--- TEXT PROVIDED ---

He noticed that the world's genetic tests were built for Western bodies. Then he set out to decode the genome of nearly a billion people the science had skipped.
Tuan Cao calls his latest company the Intelligence Layer of Human Health. The name is grandiose. The work behind it is not. At LIFE AI, a Singapore-based platform he co-founded and runs as CEO, biotech teams that used to spend two years and a million dollars launching a precision-health product can now do it in weeks. When the pharmaceutical giant Kalbe Farma wanted a personalized stroke-prevention product, Cao's team helped ship it in six weeks instead of an estimated twenty-four months. When researchers needed the largest genetic study on autism ever run in Southeast Asia, his platform delivered it for around ten thousand dollars - against a going rate north of a million.
That compression of cost and time is the whole point. Cao spent a career in distributed systems learning how to make enormous things run cheaply and fast. Now he aims that same instinct at genomes. LIFE AI sits on more than fifteen petabytes of genomic data, secured on-chain, with a stated mission that sounds almost like a manifesto: empowering billions to own, use, and benefit from their genetic data. He talks about decentralized science, about a global bio hub connecting scientists and clinicians, about closing the gap between who gets advanced health insight and who does not. In November 2025, Tatler put him on its Most Influential List for Vietnam. He called it a win for AI and healthcare more than for himself.

--- EXTRACTED MATERIAL ---

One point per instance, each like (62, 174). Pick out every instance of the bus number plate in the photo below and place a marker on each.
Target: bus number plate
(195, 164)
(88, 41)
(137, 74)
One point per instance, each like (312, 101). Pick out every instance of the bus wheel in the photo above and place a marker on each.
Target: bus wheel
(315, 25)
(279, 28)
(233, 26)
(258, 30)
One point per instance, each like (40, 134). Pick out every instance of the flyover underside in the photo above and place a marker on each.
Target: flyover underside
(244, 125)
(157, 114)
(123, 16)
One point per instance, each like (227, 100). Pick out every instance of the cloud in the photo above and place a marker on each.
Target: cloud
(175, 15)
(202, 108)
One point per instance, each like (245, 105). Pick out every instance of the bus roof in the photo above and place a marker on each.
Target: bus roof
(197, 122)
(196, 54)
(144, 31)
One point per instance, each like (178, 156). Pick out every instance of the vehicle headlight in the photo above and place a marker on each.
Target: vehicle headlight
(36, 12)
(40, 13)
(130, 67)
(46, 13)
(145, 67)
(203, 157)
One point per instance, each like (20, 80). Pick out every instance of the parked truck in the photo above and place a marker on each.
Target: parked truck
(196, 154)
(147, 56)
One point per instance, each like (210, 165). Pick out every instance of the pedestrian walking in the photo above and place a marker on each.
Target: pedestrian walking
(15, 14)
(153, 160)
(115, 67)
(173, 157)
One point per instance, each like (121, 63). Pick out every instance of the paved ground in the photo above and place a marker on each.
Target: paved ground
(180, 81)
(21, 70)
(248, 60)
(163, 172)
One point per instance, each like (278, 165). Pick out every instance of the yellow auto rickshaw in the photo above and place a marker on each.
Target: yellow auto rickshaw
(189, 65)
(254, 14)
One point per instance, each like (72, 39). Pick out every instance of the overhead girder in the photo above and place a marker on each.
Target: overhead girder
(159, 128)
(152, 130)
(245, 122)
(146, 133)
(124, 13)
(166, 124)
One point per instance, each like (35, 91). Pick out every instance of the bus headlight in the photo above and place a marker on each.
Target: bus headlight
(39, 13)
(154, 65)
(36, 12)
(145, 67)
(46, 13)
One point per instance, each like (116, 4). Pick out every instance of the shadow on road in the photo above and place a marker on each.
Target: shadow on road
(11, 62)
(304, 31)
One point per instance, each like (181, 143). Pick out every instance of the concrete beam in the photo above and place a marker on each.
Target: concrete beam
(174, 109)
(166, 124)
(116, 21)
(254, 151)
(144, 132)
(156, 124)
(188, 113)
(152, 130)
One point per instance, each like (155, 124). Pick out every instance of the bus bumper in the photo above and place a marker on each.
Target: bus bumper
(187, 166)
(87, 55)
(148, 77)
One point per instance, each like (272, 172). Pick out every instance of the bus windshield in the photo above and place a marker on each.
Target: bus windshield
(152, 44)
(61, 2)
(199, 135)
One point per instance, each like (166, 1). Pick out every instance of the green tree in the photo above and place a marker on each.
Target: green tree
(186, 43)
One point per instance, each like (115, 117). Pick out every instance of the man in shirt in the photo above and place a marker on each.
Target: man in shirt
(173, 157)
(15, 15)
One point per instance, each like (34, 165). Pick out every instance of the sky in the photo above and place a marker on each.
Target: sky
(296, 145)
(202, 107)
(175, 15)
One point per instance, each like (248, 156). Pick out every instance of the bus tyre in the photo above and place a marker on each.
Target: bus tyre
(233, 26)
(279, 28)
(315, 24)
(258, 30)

---

TASK INSTRUCTIONS: Quote the full profile of Tuan Cao word for word, from its first sentence to its last.

REPLY:
He noticed that the world's genetic tests were built for Western bodies. Then he set out to decode the genome of nearly a billion people the science had skipped.
Tuan Cao calls his latest company the Intelligence Layer of Human Health. The name is grandiose. The work behind it is not. At LIFE AI, a Singapore-based platform he co-founded and runs as CEO, biotech teams that used to spend two years and a million dollars launching a precision-health product can now do it in weeks. When the pharmaceutical giant Kalbe Farma wanted a personalized stroke-prevention product, Cao's team helped ship it in six weeks instead of an estimated twenty-four months. When researchers needed the largest genetic study on autism ever run in Southeast Asia, his platform delivered it for around ten thousand dollars - against a going rate north of a million.
That compression of cost and time is the whole point. Cao spent a career in distributed systems learning how to make enormous things run cheaply and fast. Now he aims that same instinct at genomes. LIFE AI sits on more than fifteen petabytes of genomic data, secured on-chain, with a stated mission that sounds almost like a manifesto: empowering billions to own, use, and benefit from their genetic data. He talks about decentralized science, about a global bio hub connecting scientists and clinicians, about closing the gap between who gets advanced health insight and who does not. In November 2025, Tatler put him on its Most Influential List for Vietnam. He called it a win for AI and healthcare more than for himself.